PROBLEM STATEMENT. Retype the following data exactly, but leave its pictures out.
==============================
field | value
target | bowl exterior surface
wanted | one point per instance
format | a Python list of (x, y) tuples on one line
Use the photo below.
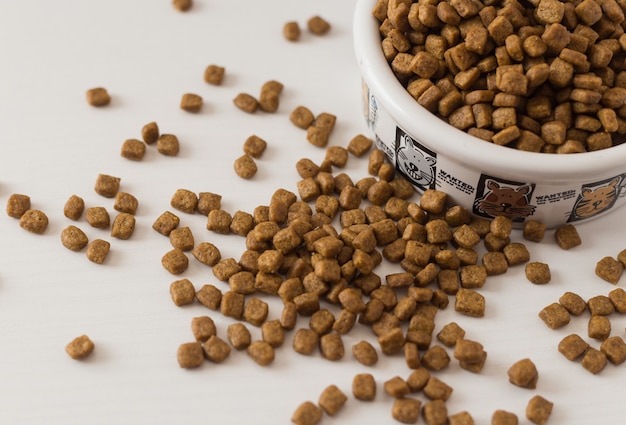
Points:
[(488, 194)]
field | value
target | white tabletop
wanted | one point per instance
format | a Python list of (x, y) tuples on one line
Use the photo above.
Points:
[(147, 54)]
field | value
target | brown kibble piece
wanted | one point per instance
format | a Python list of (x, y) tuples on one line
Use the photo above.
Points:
[(523, 373), (74, 207), (150, 133), (245, 167), (216, 349), (133, 149), (34, 221), (609, 269), (291, 31), (175, 261), (98, 96), (107, 185), (450, 334), (574, 303), (538, 409), (538, 273), (600, 305), (246, 102), (207, 202), (364, 387), (214, 74), (567, 237), (17, 205), (554, 316), (73, 238), (599, 327), (123, 226), (359, 145), (125, 202), (254, 146), (502, 417), (572, 346), (318, 25), (168, 145), (332, 400), (614, 348), (184, 200), (182, 292), (209, 296), (165, 223), (302, 117), (534, 231), (262, 352), (98, 250), (80, 347), (331, 346), (98, 217), (365, 353), (202, 328), (305, 341), (190, 355), (470, 303), (406, 410), (594, 361), (207, 253), (307, 413), (191, 102)]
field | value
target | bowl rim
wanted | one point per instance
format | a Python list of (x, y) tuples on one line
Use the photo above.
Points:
[(457, 144)]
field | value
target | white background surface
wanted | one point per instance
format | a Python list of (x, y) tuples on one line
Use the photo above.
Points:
[(53, 145)]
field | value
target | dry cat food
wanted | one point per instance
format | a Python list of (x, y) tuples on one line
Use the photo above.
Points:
[(523, 373), (98, 96), (332, 400), (73, 238), (538, 77), (609, 269), (34, 221), (291, 31), (123, 226), (214, 74), (262, 352), (98, 217), (107, 185), (245, 167), (538, 273), (190, 355), (98, 250), (150, 133), (182, 292), (17, 205), (80, 347), (133, 149), (168, 145), (364, 387), (191, 102), (318, 25), (74, 207), (246, 102), (125, 202), (538, 410)]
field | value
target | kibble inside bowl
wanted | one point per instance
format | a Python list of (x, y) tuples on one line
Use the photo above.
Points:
==============================
FINISHED TASK.
field | value
target | bowl exterior surface
wanted | one point per instance
format | a Python list of (x, y) tuples on one line
Use the photo below.
Points:
[(488, 194)]
field | value
target | white tabletop
wanted | one point per instance
format | a Python list of (x, y) tuples on one line
Use the photo above.
Points:
[(147, 54)]
field | value
target | brown kibble piece
wanted | one point per instance
format | a Python list of (x, y) tuples on one line
Use the photo above.
Points:
[(523, 373), (74, 207), (150, 133), (245, 167), (216, 349), (133, 149), (34, 221), (609, 269), (291, 31), (175, 261), (98, 96), (107, 185), (450, 334), (574, 303), (538, 409), (538, 273), (600, 305), (246, 102), (207, 202), (364, 387), (214, 74), (567, 237), (17, 205), (554, 316), (73, 238), (599, 327), (123, 226), (359, 145), (125, 202), (254, 146), (502, 417), (572, 346), (318, 25), (168, 145), (332, 400), (614, 348), (184, 200), (182, 292), (209, 296), (165, 223), (302, 117), (534, 231), (262, 352), (98, 250), (80, 347), (331, 346), (98, 217), (365, 353), (202, 328), (305, 341), (190, 355), (470, 303), (406, 410), (594, 361), (207, 253), (307, 413), (191, 102)]
field | value
target | bowl rim
wanted | one point per instance
format | a Python list of (x, y) tuples on one line
Use the photo above.
Points:
[(457, 144)]
field | value
target | white background surface
wanted | one point per instance
format | a Python list of (x, y) tuples on one line
Use the photo above.
Points:
[(53, 145)]
field | value
target | dry cat food
wanted | one point per instance
format | a Python list of (x, y) tuples on one line
Use the photo above.
Points:
[(523, 373), (98, 96), (332, 400), (73, 238), (538, 77), (609, 269), (34, 221), (291, 31), (123, 226), (214, 74), (262, 352), (98, 217), (107, 185), (245, 167), (538, 273), (190, 355), (98, 250), (150, 133), (182, 292), (17, 205), (80, 347), (133, 149), (168, 145), (364, 387), (191, 102), (318, 25), (74, 207), (246, 102), (125, 202), (538, 410)]
field | value
target | kibble inside bowl
wanted | one point per instance
format | a Python list of (x, y) tuples on one line
Use the photo above.
Points:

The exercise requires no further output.